**Aufgabe a**
Gib den Abschnitt aus dem Textauszug über Innereien in der Küche wortgetreu wieder, beginnend bei „Wann fing der“ und endend bei „Achensee in Österreich.“.

Wann fing der Irrsinn eigentlich an? „Filet ist das beste Stück Fleisch vom Tier!“ – wer hat sich das ausgedacht? Ein Glück, dass viele Köche neben den sogenannten Edelstücken seit einigen Jahren auch Leber, Niere oder Milz wieder einen Platz auf der Karte einräumen. Innereien zu verwerten ist nicht nur nachhaltig und wirtschaftlich sinnvoll, sondern sorgt auch für Abwechslung. Eine, die sich mit den „inneren Werten“ bestens auskennt und für beste Qualität sogar selbst schlachten geht, ist Christina Steindl. Seit Frühjahr dieses Jahres ist sie die neue Küchenchefin im Restaurant des Verwöhnhotels Kristall in Pertisau am Achensee in Österreich.

**Bereitgestellte Datensätze**
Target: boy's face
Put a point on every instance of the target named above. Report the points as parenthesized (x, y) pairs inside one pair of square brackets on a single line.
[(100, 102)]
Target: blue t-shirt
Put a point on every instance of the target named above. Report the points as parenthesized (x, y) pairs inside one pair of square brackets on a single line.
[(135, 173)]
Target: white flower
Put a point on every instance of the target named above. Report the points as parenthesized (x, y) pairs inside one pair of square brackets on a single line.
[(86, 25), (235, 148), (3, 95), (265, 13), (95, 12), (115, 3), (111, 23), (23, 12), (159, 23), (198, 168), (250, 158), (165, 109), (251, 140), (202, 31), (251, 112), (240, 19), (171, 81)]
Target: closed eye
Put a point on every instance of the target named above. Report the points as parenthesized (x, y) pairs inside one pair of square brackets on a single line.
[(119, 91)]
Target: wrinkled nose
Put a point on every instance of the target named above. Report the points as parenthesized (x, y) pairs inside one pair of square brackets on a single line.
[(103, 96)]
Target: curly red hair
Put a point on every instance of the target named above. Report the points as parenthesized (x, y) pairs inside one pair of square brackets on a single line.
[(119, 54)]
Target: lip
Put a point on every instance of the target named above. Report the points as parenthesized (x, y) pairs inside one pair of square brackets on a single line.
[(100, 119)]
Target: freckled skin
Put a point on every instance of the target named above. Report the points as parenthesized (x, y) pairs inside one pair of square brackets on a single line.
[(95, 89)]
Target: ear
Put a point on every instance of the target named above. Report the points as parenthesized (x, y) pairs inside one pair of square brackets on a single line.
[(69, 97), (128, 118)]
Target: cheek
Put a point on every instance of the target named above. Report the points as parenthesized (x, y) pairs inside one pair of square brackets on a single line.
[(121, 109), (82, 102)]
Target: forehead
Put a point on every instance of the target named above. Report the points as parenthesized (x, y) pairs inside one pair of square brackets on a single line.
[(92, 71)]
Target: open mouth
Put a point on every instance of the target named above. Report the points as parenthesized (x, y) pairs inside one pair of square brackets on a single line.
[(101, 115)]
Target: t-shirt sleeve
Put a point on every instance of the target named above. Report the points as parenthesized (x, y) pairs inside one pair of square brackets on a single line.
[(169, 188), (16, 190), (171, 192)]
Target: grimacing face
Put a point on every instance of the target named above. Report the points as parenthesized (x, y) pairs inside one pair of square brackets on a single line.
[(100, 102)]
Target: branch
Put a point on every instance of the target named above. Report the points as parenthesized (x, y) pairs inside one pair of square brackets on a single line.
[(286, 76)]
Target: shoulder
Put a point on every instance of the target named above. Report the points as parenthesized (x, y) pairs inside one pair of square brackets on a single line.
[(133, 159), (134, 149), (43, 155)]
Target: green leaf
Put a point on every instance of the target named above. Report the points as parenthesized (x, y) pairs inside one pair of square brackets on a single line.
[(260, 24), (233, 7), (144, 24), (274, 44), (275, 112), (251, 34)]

**Aufgabe b**
Wähle aus den Datensätzen jede Zeile aus, in der die Zeichenfolge „shirt“ vorkommt.

**Antwort a**
Wann fing der Irrsinn eigentlich an? „Filet ist das beste Stück Fleisch vom Tier!“ – wer hat sich das ausgedacht? Ein Glück, dass viele Köche neben den sogenannten Edelstücken seit einigen Jahren auch Leber, Niere oder Milz wieder einen Platz auf der Karte einräumen. Innereien zu verwerten ist nicht nur nachhaltig und wirtschaftlich sinnvoll, sondern sorgt auch für Abwechslung. Eine, die sich mit den „inneren Werten“ bestens auskennt und für beste Qualität sogar selbst schlachten geht, ist Christina Steindl. Seit Frühjahr dieses Jahres ist sie die neue Küchenchefin im Restaurant des Verwöhnhotels Kristall in Pertisau am Achensee in Österreich.

**Antwort b**
Target: blue t-shirt
Target: t-shirt sleeve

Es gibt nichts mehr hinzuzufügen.